--- Problem details ---
Every record that follows needs to be written out again, exactly.

════════

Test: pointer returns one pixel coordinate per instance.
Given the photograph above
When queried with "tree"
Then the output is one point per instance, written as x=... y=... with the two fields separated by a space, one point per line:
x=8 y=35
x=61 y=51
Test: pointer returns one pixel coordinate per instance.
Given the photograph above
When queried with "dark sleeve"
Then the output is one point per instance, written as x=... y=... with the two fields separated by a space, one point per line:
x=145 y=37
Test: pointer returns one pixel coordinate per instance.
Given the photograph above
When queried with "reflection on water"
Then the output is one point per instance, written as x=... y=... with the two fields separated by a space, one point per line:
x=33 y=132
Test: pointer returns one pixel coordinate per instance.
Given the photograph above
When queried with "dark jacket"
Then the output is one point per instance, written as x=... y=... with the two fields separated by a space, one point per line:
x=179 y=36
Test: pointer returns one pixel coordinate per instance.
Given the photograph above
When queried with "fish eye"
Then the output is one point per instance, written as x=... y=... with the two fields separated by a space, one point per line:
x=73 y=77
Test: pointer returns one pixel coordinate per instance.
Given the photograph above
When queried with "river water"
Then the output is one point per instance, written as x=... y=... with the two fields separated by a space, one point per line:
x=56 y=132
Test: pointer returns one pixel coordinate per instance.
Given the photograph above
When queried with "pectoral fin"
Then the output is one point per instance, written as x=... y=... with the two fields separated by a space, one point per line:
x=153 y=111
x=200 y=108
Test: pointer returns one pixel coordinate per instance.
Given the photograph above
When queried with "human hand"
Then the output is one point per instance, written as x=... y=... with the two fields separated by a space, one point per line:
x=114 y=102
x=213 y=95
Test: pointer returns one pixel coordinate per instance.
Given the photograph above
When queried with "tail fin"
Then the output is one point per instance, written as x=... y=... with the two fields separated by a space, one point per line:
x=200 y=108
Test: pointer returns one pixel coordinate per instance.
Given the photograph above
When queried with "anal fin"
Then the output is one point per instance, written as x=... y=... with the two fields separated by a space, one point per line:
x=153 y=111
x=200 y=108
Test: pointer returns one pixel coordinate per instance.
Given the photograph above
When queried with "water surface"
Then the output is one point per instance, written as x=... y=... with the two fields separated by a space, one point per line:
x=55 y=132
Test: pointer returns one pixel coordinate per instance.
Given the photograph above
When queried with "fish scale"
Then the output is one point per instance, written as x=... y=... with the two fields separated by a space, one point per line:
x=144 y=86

════════

--- Answer space ---
Test: pointer returns one pixel coordinate per instance.
Given the photograph above
When queried with "tree"
Then the output is one point per instance, written as x=... y=... with the two fields separated by a space, one point per line:
x=8 y=35
x=61 y=51
Test: pointer returns one pixel coordinate per instance.
Given the photograph above
When queried with "dark sleeve"
Then the output is one point per instance, written as x=... y=... with the two fields separated by a space, one point per line:
x=145 y=37
Test: pointer returns one pixel coordinate per instance.
Given the photograph above
When queried with "reflection on water"
Then the output is one point per instance, written as x=... y=... with the two fields separated by a space, one point per line:
x=33 y=132
Test: pointer returns one pixel coordinate per instance.
Given the photograph above
When queried with "dark jacket"
Then the output is one point per instance, written as x=... y=... with the two fields separated by a space, one point per line:
x=179 y=36
Test: pointer returns one pixel coordinate per instance.
Given the photograph above
When queried with "fish eye"
Then the output is one point per instance, written as x=... y=... with the two fields separated by a space, one point per line:
x=73 y=77
Test: pointer returns one pixel coordinate per instance.
Given the photograph above
When queried with "river water"
Then the output is one point per instance, written as x=... y=... with the two fields separated by a space, one point per line:
x=56 y=132
Test: pointer returns one pixel coordinate per instance.
Given the photograph above
When queried with "pectoral fin"
Then the output is one point per instance, written as x=... y=... with the two fields separated by a space, one point per line:
x=153 y=111
x=200 y=108
Test: pointer returns one pixel coordinate per instance.
Given the photograph above
When queried with "human hand"
Then the output is one point per instance, written as x=... y=... with the two fields separated by a space, one point per line:
x=114 y=102
x=213 y=95
Test: pointer returns one pixel coordinate per instance.
Given the photograph above
When queried with "tail fin"
Then the output is one point per instance, written as x=... y=... with the two fields separated by a space, one point per line:
x=200 y=108
Test: pointer returns one pixel coordinate per instance.
Given the photograph above
When queried with "anal fin"
Then the output is one point per instance, written as x=... y=... with the two fields separated by a space, one point per line:
x=153 y=111
x=200 y=108
Test: pointer returns one pixel coordinate per instance.
Given the photograph above
When queried with "water surface"
Then the output is one point per instance, written as x=... y=... with the two fields separated by a space, one point per line:
x=55 y=132
Test: pointer returns one pixel coordinate per instance.
Given the photograph above
When queried with "fish scale"
Then the output is one point per instance, written as x=... y=... with the two fields separated by a space, one point per line:
x=144 y=86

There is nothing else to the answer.